[Data records]

= = =

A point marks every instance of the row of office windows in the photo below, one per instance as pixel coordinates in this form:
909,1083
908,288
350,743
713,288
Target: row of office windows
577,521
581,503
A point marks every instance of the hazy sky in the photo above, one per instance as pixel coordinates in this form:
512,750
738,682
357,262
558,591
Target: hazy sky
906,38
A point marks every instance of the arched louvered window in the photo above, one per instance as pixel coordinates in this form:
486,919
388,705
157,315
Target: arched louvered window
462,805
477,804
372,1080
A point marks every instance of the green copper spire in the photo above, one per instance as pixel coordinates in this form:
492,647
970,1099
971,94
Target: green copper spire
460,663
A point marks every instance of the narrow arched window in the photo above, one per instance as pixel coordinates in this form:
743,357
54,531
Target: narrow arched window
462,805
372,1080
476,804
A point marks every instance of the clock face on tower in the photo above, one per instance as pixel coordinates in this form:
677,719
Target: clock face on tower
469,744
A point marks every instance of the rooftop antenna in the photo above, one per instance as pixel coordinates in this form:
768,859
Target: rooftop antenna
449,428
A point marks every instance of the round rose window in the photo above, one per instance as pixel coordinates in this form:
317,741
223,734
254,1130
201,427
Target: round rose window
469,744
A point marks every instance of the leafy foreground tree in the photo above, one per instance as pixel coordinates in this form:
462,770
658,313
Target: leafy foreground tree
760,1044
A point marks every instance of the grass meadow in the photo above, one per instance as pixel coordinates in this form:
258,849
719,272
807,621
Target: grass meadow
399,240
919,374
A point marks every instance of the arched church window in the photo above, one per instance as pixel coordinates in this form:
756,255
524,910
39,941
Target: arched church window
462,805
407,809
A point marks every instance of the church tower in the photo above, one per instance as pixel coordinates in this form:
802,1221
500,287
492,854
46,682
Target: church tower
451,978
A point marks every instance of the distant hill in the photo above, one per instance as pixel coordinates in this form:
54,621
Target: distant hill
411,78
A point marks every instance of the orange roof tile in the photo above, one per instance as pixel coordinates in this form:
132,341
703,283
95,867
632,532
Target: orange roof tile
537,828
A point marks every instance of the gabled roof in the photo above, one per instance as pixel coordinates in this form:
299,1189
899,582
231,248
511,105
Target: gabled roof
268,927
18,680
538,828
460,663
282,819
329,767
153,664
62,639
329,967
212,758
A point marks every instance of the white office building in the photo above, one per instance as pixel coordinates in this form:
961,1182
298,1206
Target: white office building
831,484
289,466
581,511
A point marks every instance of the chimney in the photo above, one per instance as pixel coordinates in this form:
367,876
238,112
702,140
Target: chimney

= = =

Output all of the entries, exactly as they are written.

A point marks every instance of the row of office windows in the photo below, one per instance as pixel coordinates in this form:
909,1083
908,288
350,743
713,288
Target: row of office windows
577,521
581,503
A point marks every instance of the hazy sky in the photo above, one per instance as pixel coordinates in this form:
512,750
738,682
357,262
558,591
Target: hazy sky
906,38
A point marks every instance of the arched louvered window in the photo above, one per instance as pixel coordinates in this form:
486,919
388,705
157,315
Target: arched louvered window
462,805
477,804
372,1080
A point marks every instance of the green copper spire in the photo above, one per instance as pixel coordinates in this form:
492,647
970,1099
971,94
Target: green copper spire
460,663
A point marks every instance of the narrow arched window in the photo above, one per instance as pixel coordinates in this form:
743,357
54,531
Target: narrow arched window
462,805
372,1080
476,804
A point marks every instance of the clock face on tower in the photo above, one per instance as pixel coordinates in this form:
677,719
Target: clock face on tower
469,744
A point marks every instance of the rooftop antenna in the photo above, one per instance as pixel coordinates in this form:
768,859
Target: rooftop antenna
449,428
A point marks every instance of the round rose window in the photo above, one per instance as pixel coordinates in this form:
317,741
223,734
254,1130
201,427
Target: round rose window
469,744
A point marks every instance of the leafy foreground tree in the photo above, one per instance as pixel coordinates in this form:
462,770
658,313
Target: leafy foreground tree
760,1044
A point marks every instance of the grass meadow in the photo above, one per instance as pixel coordinates in this form:
258,849
719,272
807,621
Target: grass meadow
399,240
919,374
A point marks every instance of the arched church window in the photo above, one per instance as pixel coordinates in this form:
756,255
524,910
39,941
Target: arched church window
462,805
407,809
A point marks every instance of the church tower in the photo above, one per instance as pixel coordinates in this form:
802,1221
500,287
492,854
46,682
Target: church tower
451,978
A point marks every instance of the distant hill in the photo above, one per instance as pixel coordinates in this form:
54,621
Target: distant hill
411,78
A point marks every instance of the orange roof tile in the photo above, one per instance as pixel coordinates in this form:
132,341
703,283
95,867
632,532
Target: orange roof tile
537,828
A point marks every instance of the gabled roof in the photo above, one per instance as pixel coordinates in this form:
299,1189
899,582
231,248
511,105
Target: gabled roof
268,927
18,680
538,828
460,663
282,819
329,767
153,664
62,639
329,967
212,758
A point marks every instance of the white office building in the photo above, one per instance as pixel coordinates in this form:
961,1182
298,1206
Target: white office building
831,484
289,466
581,511
A point marks every instance of the chimney in the photo above, one per instance as pixel coordinates in this form:
367,876
238,112
702,140
Target: chimney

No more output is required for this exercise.